| What you are asked to do |
Copy out each of the entries below word for word, but leave out the pictures.

| Material shown |

──────────────────────────────

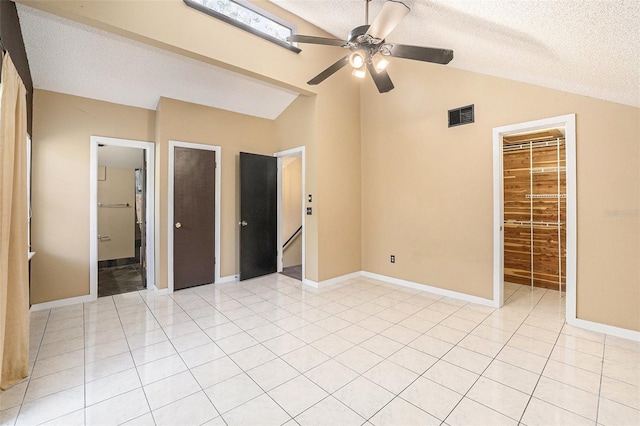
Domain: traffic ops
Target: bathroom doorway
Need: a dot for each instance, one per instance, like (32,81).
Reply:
(122,250)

──────────────────────────────

| Full answer |
Domain: traffic ops
Target: bathroom doorway
Need: a dot for each instance, one per instance, like (32,81).
Reply:
(122,250)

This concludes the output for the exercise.